* start INPUT MATERIAL *
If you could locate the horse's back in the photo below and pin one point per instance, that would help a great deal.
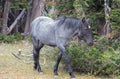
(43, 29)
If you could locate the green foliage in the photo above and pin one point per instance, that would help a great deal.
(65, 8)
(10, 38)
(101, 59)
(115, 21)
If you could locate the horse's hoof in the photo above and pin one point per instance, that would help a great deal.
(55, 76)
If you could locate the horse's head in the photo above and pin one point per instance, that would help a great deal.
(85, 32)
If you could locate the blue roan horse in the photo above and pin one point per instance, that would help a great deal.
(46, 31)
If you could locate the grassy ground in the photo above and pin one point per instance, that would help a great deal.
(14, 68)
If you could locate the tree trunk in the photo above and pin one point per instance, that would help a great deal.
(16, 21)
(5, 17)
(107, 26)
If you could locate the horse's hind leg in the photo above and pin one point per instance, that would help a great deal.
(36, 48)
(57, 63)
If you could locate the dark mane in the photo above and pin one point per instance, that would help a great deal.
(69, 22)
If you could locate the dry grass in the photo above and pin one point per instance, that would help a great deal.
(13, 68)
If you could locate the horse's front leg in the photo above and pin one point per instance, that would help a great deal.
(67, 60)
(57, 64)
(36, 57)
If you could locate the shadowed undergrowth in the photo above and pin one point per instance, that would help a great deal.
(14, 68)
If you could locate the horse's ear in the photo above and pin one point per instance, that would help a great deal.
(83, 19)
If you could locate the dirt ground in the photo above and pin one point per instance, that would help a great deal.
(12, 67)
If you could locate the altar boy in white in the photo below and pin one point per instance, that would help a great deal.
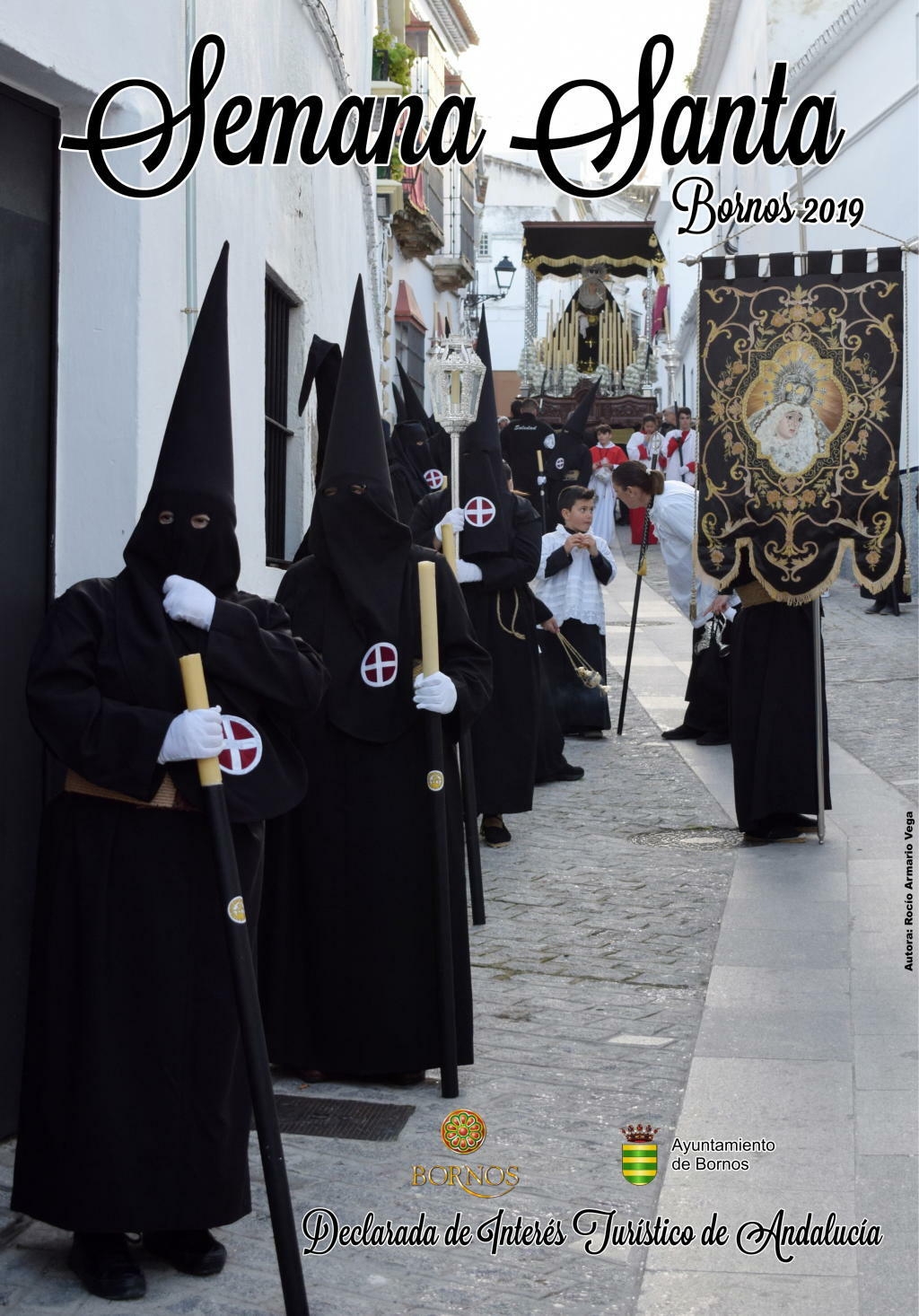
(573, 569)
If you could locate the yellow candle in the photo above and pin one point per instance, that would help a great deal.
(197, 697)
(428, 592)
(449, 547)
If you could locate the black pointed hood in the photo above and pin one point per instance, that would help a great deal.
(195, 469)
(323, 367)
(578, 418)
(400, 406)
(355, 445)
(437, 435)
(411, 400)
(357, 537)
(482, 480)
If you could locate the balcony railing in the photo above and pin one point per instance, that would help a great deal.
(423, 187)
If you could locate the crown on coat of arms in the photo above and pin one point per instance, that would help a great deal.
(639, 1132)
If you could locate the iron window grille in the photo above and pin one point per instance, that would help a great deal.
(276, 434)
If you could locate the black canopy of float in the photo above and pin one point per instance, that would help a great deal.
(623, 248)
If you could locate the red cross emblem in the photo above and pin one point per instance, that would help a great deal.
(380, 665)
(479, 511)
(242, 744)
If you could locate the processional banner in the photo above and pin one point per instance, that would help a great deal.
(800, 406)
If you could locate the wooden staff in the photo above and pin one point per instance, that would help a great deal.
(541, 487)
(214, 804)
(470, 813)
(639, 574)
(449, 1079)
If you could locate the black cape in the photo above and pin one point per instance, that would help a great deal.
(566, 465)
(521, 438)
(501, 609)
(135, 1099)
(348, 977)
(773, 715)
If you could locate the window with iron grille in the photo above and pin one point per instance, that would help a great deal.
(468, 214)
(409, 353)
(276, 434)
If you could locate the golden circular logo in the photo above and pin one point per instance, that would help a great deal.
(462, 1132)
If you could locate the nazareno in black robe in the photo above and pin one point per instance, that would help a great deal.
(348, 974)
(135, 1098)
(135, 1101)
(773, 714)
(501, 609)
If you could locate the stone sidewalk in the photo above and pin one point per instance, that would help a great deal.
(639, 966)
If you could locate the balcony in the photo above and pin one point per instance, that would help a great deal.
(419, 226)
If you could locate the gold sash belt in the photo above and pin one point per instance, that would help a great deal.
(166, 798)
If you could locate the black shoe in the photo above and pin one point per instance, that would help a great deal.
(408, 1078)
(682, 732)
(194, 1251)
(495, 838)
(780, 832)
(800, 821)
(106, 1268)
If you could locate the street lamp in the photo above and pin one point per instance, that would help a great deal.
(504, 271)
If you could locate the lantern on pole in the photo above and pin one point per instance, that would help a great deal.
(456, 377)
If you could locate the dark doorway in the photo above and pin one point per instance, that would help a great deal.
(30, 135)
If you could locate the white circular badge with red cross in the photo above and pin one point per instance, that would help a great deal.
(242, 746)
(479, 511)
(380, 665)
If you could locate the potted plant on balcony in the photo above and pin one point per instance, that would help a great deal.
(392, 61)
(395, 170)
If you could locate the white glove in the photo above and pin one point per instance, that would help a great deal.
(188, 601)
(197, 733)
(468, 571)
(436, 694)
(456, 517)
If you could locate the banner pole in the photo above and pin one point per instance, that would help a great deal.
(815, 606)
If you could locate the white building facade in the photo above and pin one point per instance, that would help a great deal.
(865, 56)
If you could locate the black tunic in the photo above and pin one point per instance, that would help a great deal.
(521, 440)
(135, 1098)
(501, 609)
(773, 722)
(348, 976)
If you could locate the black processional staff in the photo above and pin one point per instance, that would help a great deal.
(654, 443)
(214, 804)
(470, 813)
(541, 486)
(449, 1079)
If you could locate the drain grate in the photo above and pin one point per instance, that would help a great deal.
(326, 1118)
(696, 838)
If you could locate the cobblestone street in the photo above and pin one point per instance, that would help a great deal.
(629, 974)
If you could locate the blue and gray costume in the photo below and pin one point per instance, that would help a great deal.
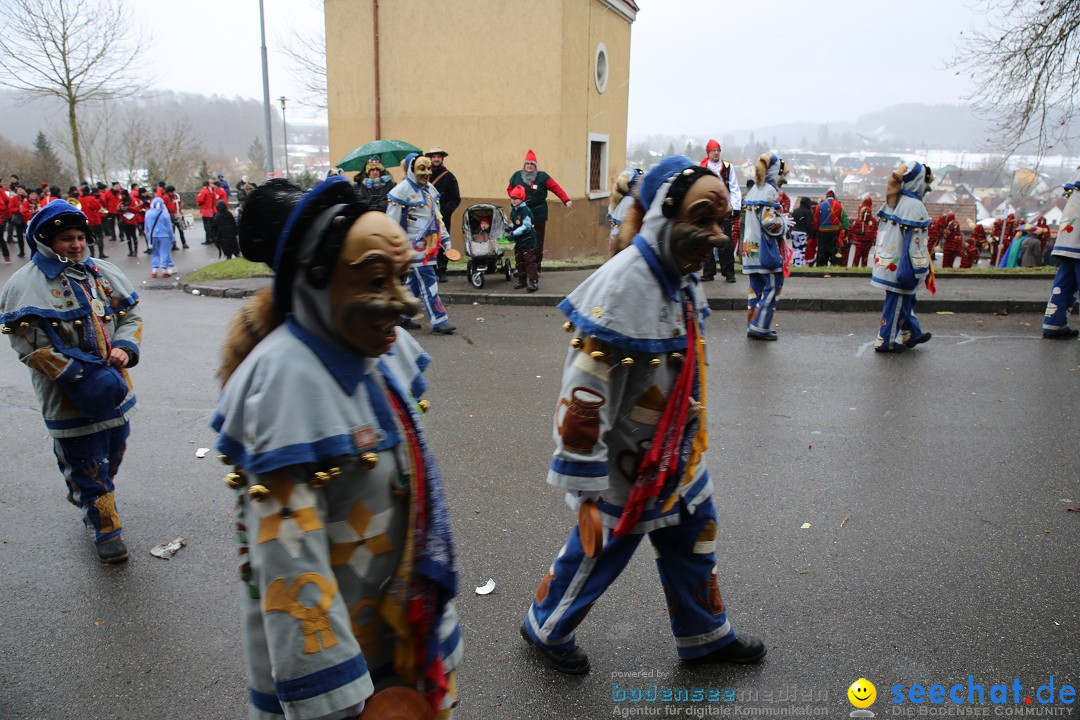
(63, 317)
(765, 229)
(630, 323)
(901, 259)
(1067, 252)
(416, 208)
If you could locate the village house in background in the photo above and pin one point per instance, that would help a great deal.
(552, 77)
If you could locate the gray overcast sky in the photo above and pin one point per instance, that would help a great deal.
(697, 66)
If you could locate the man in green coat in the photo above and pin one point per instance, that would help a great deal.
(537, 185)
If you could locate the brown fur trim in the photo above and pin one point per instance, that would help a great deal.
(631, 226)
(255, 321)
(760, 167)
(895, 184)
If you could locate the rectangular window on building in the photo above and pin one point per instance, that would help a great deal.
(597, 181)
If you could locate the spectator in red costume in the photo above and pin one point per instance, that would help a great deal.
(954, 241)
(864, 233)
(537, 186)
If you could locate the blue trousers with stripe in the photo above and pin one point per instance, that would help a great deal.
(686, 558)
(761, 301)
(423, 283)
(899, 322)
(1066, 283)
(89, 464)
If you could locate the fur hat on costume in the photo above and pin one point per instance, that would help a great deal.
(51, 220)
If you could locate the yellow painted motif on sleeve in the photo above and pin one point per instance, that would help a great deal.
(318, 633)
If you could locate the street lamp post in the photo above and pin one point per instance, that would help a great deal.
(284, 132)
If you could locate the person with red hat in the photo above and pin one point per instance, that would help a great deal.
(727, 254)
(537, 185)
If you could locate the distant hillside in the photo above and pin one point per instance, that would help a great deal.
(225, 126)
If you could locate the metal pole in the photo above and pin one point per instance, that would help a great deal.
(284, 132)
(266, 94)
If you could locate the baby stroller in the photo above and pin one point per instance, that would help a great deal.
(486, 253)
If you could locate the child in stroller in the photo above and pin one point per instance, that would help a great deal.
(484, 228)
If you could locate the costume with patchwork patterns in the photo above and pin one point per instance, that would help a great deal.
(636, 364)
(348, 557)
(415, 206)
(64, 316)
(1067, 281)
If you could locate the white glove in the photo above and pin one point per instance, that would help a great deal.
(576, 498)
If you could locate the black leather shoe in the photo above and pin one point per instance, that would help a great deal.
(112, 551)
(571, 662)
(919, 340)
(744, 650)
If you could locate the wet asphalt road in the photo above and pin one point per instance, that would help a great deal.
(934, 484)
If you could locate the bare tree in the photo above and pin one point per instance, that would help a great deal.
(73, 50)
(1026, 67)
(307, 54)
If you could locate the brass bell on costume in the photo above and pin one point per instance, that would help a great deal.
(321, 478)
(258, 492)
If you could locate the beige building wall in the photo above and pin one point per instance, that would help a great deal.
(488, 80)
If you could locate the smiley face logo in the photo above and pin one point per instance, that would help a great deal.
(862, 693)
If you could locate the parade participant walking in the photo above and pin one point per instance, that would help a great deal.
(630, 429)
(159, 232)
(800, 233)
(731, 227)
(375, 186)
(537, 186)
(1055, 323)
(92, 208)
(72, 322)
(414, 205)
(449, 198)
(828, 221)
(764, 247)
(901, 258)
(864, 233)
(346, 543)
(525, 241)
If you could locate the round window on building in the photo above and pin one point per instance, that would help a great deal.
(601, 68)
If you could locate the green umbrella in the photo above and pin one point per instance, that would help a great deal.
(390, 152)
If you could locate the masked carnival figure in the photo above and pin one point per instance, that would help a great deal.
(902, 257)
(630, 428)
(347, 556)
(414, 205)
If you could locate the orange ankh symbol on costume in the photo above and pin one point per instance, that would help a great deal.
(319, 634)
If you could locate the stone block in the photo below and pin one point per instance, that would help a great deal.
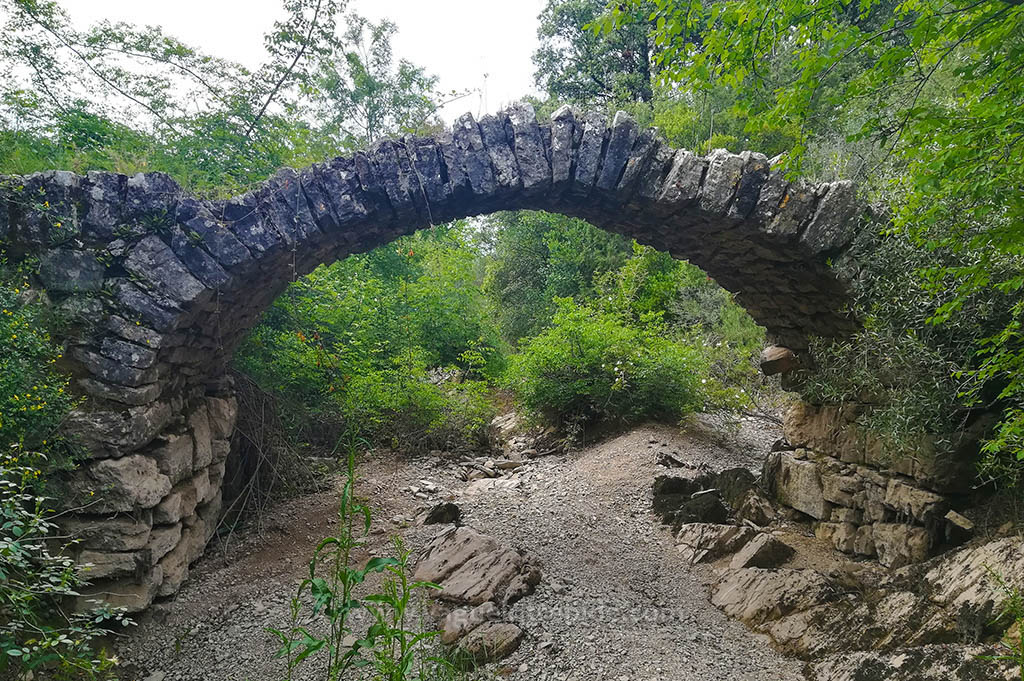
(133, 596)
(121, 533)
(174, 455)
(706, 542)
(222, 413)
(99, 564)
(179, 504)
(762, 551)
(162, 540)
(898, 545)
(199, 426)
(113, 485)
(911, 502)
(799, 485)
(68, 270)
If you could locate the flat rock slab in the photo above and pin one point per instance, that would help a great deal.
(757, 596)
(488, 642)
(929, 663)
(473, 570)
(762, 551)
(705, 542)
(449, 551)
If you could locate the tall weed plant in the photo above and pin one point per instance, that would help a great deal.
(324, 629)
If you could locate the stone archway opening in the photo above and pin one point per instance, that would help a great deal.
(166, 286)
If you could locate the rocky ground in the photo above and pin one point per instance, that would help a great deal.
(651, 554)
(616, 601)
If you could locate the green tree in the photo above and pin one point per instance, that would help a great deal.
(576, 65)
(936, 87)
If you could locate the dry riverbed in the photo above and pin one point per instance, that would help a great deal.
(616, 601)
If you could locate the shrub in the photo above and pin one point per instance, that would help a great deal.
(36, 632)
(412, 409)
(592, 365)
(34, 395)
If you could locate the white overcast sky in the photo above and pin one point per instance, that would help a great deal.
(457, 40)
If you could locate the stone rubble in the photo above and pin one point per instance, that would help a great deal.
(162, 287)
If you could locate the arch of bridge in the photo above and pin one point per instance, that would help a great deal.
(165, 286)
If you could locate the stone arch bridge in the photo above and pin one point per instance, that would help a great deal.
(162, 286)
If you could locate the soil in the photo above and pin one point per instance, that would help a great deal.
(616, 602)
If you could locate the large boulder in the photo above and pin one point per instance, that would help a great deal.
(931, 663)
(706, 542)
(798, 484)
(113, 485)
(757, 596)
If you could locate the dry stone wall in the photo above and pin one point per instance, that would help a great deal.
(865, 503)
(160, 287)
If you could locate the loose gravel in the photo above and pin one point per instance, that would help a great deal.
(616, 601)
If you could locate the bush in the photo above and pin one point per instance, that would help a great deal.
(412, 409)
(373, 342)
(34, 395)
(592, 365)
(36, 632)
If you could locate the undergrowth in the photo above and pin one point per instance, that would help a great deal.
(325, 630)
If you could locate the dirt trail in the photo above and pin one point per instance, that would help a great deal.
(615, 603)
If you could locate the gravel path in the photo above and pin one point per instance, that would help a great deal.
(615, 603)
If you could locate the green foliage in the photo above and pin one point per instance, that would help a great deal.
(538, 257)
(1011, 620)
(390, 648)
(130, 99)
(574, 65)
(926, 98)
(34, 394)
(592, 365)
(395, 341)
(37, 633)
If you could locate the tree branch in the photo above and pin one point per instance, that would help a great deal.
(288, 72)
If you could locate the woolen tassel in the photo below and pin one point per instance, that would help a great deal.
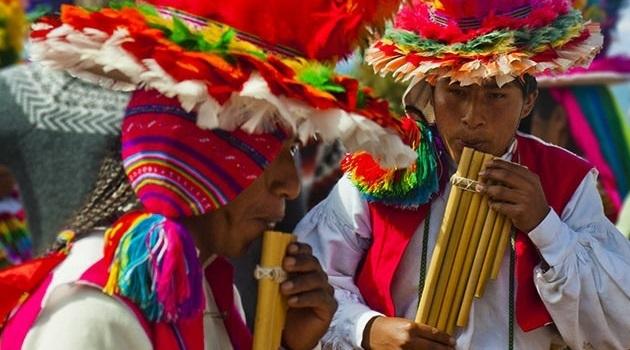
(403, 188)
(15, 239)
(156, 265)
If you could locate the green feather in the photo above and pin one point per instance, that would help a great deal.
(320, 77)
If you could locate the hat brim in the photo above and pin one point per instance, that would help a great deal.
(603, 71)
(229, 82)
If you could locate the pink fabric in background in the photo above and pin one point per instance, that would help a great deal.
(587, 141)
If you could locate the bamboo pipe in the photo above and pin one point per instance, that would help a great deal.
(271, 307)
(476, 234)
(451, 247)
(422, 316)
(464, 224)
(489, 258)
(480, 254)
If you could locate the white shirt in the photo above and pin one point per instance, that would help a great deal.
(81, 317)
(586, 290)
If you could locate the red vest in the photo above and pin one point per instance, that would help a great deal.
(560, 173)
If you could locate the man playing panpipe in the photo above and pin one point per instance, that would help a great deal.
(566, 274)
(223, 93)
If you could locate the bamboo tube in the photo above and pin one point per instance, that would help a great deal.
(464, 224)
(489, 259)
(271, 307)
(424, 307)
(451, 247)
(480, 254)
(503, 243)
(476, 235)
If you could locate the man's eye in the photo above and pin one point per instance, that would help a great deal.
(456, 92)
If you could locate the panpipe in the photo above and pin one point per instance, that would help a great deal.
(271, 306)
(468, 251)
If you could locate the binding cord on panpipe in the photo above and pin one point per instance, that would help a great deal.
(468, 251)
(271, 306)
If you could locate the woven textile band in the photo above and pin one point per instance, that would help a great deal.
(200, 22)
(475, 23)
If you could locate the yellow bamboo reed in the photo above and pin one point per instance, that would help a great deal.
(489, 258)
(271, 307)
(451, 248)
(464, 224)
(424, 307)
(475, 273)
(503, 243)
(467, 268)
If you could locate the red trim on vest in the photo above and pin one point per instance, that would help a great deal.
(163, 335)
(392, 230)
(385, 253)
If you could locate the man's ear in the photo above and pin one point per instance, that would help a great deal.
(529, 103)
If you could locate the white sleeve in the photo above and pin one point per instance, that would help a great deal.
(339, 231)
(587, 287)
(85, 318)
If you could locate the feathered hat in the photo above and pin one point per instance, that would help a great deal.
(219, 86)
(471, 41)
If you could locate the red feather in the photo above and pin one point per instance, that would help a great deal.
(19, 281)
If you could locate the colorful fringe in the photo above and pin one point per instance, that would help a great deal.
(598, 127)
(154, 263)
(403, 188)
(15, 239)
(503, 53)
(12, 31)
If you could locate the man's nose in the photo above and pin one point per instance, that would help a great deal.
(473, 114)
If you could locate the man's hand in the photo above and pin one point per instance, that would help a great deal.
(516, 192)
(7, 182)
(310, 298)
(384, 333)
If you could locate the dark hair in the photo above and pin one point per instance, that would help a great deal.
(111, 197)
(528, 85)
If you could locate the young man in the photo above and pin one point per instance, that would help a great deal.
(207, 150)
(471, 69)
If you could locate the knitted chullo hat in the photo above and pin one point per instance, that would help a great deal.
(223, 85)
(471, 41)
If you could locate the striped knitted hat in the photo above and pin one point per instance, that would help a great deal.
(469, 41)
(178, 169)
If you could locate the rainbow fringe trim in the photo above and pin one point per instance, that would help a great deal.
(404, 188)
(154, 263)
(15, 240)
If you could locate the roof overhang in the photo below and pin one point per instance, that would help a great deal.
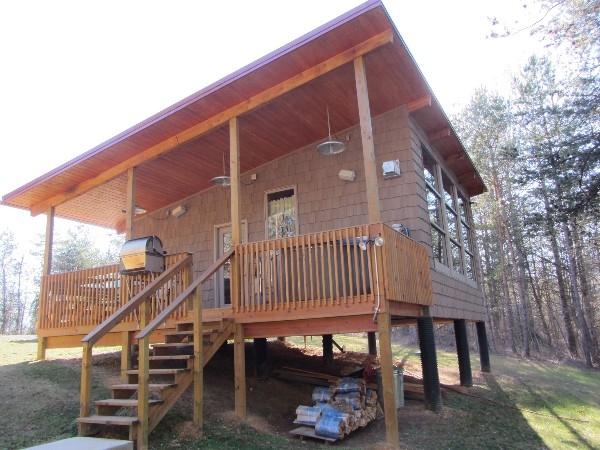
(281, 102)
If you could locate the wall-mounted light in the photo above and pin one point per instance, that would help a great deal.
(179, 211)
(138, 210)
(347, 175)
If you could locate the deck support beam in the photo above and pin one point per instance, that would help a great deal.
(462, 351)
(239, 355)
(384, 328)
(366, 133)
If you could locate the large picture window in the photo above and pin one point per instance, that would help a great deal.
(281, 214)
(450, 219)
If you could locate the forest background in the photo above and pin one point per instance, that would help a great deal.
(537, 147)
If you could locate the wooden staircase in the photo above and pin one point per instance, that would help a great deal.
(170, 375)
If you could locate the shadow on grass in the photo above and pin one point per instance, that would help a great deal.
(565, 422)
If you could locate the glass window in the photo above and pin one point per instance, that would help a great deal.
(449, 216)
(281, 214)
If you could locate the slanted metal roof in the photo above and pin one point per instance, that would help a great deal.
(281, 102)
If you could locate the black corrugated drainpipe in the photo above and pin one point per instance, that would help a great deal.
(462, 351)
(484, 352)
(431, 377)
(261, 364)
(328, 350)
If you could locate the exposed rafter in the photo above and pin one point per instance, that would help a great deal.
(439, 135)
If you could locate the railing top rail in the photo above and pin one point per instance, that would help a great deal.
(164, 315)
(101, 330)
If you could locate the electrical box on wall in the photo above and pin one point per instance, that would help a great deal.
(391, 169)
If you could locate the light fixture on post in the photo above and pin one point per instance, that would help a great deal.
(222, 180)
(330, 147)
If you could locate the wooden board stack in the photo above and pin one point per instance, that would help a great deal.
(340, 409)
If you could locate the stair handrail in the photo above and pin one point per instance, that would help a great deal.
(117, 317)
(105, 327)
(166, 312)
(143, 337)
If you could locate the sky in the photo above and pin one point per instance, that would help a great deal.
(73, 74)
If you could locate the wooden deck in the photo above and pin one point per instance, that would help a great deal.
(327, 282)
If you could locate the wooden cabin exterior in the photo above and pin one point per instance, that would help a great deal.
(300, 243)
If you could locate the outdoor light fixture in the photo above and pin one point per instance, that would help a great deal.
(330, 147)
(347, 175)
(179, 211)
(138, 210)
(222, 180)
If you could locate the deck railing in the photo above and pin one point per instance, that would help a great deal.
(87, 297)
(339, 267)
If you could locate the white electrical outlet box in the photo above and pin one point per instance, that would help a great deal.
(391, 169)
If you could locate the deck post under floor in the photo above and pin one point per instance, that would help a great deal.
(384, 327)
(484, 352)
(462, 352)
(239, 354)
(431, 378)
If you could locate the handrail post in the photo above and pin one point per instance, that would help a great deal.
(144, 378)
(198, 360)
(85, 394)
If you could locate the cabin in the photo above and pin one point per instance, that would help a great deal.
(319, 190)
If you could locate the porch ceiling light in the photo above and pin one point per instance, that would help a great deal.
* end INPUT MATERIAL *
> [DIRECTIONS FOR THIS TASK]
Only the lines from the one containing "If you could locate the deck railing" through the end of the entries above belong in the answer; repeat them exactly.

> [SOLUTION BELOW]
If you could locate the deck railing in the photo above and pin one point per instance, that would help a great deal.
(87, 297)
(339, 267)
If you could locate the white electrical outlet box in the photo above and pin one point per instance, that would help a great deal.
(391, 169)
If you could locate the deck post under floor in the photo above and pin one point per instance, that would help a great deal.
(384, 327)
(484, 352)
(462, 352)
(239, 354)
(431, 378)
If you could locate the handrail post in the photo above and pin one point per instance, that would help a great deal.
(144, 378)
(198, 360)
(85, 394)
If you could locate the cabin in the photo above and pin one point per instance, that would help a great deal.
(319, 190)
If you could locate the porch ceiling light in the photo above and pin one point per instance, that would help a great deal.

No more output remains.